■ Exercise: Among the entries below, please show each line that carries the word "green".

(Stored data entries)
◆ ◆ ◆ ◆ ◆

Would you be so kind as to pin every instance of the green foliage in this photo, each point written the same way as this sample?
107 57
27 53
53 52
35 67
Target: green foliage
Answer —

◆ ◆ ◆ ◆ ◆

■ Solution for this task:
Would you be so kind as to pin every instance of the green foliage in this photo, each point written the same way as this sample?
Target: green foliage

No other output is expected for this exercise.